Materials provided Start Marker
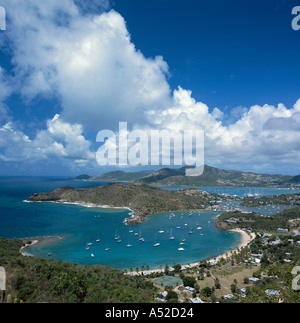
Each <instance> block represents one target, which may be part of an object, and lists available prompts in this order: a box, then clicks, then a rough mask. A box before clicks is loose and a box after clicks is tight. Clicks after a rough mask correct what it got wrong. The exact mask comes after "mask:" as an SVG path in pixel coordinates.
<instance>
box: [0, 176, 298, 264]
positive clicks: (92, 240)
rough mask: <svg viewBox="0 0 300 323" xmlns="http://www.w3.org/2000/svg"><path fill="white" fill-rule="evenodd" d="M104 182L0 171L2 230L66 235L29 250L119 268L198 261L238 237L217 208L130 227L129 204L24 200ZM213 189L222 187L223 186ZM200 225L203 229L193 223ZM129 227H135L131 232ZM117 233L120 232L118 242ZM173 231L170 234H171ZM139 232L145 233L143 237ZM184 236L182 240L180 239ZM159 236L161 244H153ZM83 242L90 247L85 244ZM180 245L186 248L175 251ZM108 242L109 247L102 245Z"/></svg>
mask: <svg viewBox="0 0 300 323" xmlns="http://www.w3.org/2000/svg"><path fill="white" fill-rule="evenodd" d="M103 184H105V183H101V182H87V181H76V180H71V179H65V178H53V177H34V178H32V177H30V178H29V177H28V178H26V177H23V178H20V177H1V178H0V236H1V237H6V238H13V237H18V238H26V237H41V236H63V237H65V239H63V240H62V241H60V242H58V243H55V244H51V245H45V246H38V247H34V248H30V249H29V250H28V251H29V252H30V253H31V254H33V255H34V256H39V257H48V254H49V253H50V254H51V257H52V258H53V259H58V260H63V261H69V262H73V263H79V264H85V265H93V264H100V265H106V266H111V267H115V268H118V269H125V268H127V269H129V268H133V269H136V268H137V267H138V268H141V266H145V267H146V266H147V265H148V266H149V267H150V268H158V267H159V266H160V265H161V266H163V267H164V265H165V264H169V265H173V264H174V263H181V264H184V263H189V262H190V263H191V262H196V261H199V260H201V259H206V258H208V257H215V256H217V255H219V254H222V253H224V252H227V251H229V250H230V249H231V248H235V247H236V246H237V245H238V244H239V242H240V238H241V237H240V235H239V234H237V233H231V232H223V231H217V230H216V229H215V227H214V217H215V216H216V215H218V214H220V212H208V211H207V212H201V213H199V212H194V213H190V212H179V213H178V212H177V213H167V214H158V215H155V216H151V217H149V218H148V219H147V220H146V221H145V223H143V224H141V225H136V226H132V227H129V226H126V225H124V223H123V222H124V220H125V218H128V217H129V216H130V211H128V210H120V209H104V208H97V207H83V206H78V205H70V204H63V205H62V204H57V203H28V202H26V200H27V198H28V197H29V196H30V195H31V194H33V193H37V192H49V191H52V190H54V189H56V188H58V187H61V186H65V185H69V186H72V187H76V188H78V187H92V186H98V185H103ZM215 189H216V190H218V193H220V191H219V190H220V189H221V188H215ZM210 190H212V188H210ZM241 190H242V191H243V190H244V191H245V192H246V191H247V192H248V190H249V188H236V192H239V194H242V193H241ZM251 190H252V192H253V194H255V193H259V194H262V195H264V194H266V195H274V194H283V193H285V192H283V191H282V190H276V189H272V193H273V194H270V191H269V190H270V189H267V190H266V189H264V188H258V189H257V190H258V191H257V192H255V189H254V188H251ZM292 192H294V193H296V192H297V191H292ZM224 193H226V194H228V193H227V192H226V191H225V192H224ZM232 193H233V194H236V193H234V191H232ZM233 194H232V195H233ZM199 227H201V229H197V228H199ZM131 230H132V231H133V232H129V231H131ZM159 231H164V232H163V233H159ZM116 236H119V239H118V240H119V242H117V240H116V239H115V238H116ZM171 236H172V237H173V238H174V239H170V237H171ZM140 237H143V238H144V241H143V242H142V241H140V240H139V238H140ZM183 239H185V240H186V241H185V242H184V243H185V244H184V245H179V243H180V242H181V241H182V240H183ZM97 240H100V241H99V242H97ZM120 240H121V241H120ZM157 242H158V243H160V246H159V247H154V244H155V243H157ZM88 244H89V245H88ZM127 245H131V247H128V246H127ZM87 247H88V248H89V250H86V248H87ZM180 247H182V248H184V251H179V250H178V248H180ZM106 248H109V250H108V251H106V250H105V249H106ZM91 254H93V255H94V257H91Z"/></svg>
Materials provided End Marker
**Problem requirements**.
Revise the records above by replacing "rough mask" with "coarse mask" and leaving everything else unchanged. Omit the pictures from your answer.

**Result of this task**.
Each <instance> block represents one target, which may be part of an object, and lists available prompts in this order: a box, then clicks, then a coarse mask. A box before clicks is loose and a box after clicks is tight. Clicks after a coarse mask correct what it got wrong. The exact mask comes after "mask:" as an SVG path in pixel coordinates.
<instance>
box: [0, 176, 298, 264]
positive clicks: (92, 240)
coarse mask: <svg viewBox="0 0 300 323" xmlns="http://www.w3.org/2000/svg"><path fill="white" fill-rule="evenodd" d="M104 182L0 171L2 230L66 235L29 250L119 268L198 261L238 237L217 208L130 227L129 204L24 200ZM213 189L222 187L223 186ZM200 225L203 229L193 223ZM129 227H135L131 232ZM117 233L120 232L118 242ZM173 231L170 234H171ZM139 232L145 233L143 237ZM184 236L182 240L180 239ZM159 236L161 244H153ZM83 242L90 247L85 244ZM180 245L186 248L175 251ZM108 242L109 247L102 245Z"/></svg>
mask: <svg viewBox="0 0 300 323" xmlns="http://www.w3.org/2000/svg"><path fill="white" fill-rule="evenodd" d="M103 184H105V183H101V182H87V181H76V180H71V179H65V178H53V177H34V178H32V177H30V178H29V177H28V178H26V177H23V178H20V177H1V178H0V236H1V237H6V238H13V237H18V238H26V237H41V236H63V237H65V239H63V240H62V241H60V242H58V243H55V244H51V245H45V246H38V247H34V248H30V249H29V250H28V251H29V252H30V253H31V254H33V255H34V256H39V257H48V254H49V253H50V254H51V257H52V258H53V259H58V260H63V261H69V262H73V263H79V264H85V265H93V264H100V265H106V266H111V267H115V268H118V269H125V268H127V269H129V268H133V269H136V268H137V267H138V268H141V266H145V267H146V266H147V265H148V266H149V267H150V268H158V267H159V266H160V265H161V266H163V267H164V265H165V264H169V265H173V264H174V263H181V264H184V263H189V262H190V263H191V262H196V261H199V260H201V259H206V258H208V257H215V256H217V255H219V254H222V253H224V252H227V251H229V250H230V249H231V248H235V247H236V246H237V245H238V244H239V242H240V238H241V237H240V235H239V234H237V233H231V232H223V231H217V230H216V229H215V227H214V217H215V216H216V215H218V214H220V212H208V211H207V212H201V213H199V212H194V213H190V212H179V213H178V212H177V213H167V214H158V215H155V216H151V217H149V218H148V219H147V220H146V221H145V223H143V224H141V225H136V226H132V227H129V226H126V225H124V223H123V222H124V220H125V218H128V217H129V216H130V211H128V210H120V209H104V208H97V207H83V206H78V205H70V204H63V205H62V204H57V203H28V202H26V200H27V198H28V197H29V196H30V195H31V194H33V193H37V192H49V191H52V190H54V189H56V188H58V187H61V186H65V185H69V186H72V187H76V188H78V187H92V186H98V185H103ZM215 189H216V190H218V193H220V191H219V190H220V189H221V188H215ZM210 190H212V188H210ZM241 190H242V191H243V190H244V191H245V192H246V191H247V192H248V190H249V188H236V192H239V194H242V193H241ZM251 190H252V192H253V194H255V193H259V194H262V195H264V194H266V195H274V194H283V193H285V192H283V191H282V190H276V189H272V193H273V194H270V191H269V190H270V189H267V190H266V189H264V188H258V189H257V190H258V191H257V192H255V189H254V188H251ZM292 192H294V193H296V192H297V191H292ZM224 193H226V194H228V193H227V192H226V191H225V192H224ZM232 193H233V194H236V193H234V191H232ZM233 194H232V195H233ZM199 227H201V229H197V228H199ZM131 230H132V231H133V232H129V231H131ZM159 231H164V232H163V233H159ZM116 236H119V239H118V240H119V242H117V240H116V239H115V238H116ZM171 236H172V237H173V238H174V239H170V237H171ZM140 237H143V238H144V241H143V242H142V241H140V240H139V238H140ZM183 239H185V240H186V241H185V242H184V243H185V244H184V245H179V243H180V242H181V241H182V240H183ZM97 240H100V241H99V242H97ZM120 240H121V241H120ZM157 242H158V243H160V246H159V247H154V244H155V243H157ZM88 244H89V245H88ZM127 245H131V247H128V246H127ZM87 247H88V248H89V250H86V248H87ZM180 247H182V248H184V251H179V250H178V248H180ZM106 248H109V250H108V251H106V250H105V249H106ZM91 254H93V255H94V257H91Z"/></svg>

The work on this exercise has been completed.